▶ _TASK BRIEF_:
Reproduce all of the rows below word for word, keeping each line in its original order.

▶ _TASK MATERIAL_:
########
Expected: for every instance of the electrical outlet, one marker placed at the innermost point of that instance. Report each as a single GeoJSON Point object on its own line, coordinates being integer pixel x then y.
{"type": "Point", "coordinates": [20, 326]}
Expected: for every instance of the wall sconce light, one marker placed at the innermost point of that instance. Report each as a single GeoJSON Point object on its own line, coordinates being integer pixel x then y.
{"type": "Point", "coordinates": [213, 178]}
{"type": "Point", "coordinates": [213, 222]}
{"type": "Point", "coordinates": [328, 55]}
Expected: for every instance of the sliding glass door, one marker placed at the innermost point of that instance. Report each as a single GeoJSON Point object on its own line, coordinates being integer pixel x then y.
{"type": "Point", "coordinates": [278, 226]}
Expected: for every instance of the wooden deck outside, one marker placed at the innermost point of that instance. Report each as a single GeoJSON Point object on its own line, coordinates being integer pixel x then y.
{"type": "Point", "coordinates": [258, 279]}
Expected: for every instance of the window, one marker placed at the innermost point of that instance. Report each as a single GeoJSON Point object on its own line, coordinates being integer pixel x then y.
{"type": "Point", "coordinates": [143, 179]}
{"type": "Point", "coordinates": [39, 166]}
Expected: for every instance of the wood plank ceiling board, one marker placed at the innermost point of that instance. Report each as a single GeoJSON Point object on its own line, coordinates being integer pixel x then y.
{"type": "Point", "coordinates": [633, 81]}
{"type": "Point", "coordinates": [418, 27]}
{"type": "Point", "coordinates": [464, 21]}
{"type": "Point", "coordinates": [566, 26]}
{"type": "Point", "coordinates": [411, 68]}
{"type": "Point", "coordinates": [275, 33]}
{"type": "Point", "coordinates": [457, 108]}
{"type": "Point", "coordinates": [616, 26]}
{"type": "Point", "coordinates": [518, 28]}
########
▶ _TASK SOLUTION_:
Expected: for every instance of the electrical outlet, one marker placed at the innermost point of that instance. Report each as a single GeoJSON Point object on its own line, coordinates being integer pixel x then y.
{"type": "Point", "coordinates": [20, 326]}
Expected: for every instance of the wall sconce light, one marker placed at the innermost point of that instance. Report each as a single GeoJSON Point object on its own line, coordinates being integer pixel x then y.
{"type": "Point", "coordinates": [213, 178]}
{"type": "Point", "coordinates": [213, 222]}
{"type": "Point", "coordinates": [328, 55]}
Expected: for every instance of the sliding glass door, one marker placed at the innermost point of that instance. Report each as a single GeoJSON Point object on its own line, coordinates being integer pixel x then y.
{"type": "Point", "coordinates": [278, 226]}
Expected: for every instance of the wooden deck outside, one marker placed at the innermost point of that instance. Report each as a single GeoJSON Point object on its own line, coordinates being integer pixel x then y.
{"type": "Point", "coordinates": [258, 279]}
Expected: for every instance of the window, one marker placed at the innermost point of that instance. Report each as a single GeoJSON Point object on its own line, coordinates being integer pixel x then y.
{"type": "Point", "coordinates": [143, 179]}
{"type": "Point", "coordinates": [39, 166]}
Expected: for every instance of the wood plank ceiling board, one marker placed at the innermost point of that instance. Report each as a single GeoJSON Point object on its own line, coordinates being integer pixel x then y.
{"type": "Point", "coordinates": [633, 81]}
{"type": "Point", "coordinates": [418, 27]}
{"type": "Point", "coordinates": [464, 21]}
{"type": "Point", "coordinates": [566, 26]}
{"type": "Point", "coordinates": [411, 68]}
{"type": "Point", "coordinates": [275, 33]}
{"type": "Point", "coordinates": [457, 108]}
{"type": "Point", "coordinates": [616, 26]}
{"type": "Point", "coordinates": [518, 28]}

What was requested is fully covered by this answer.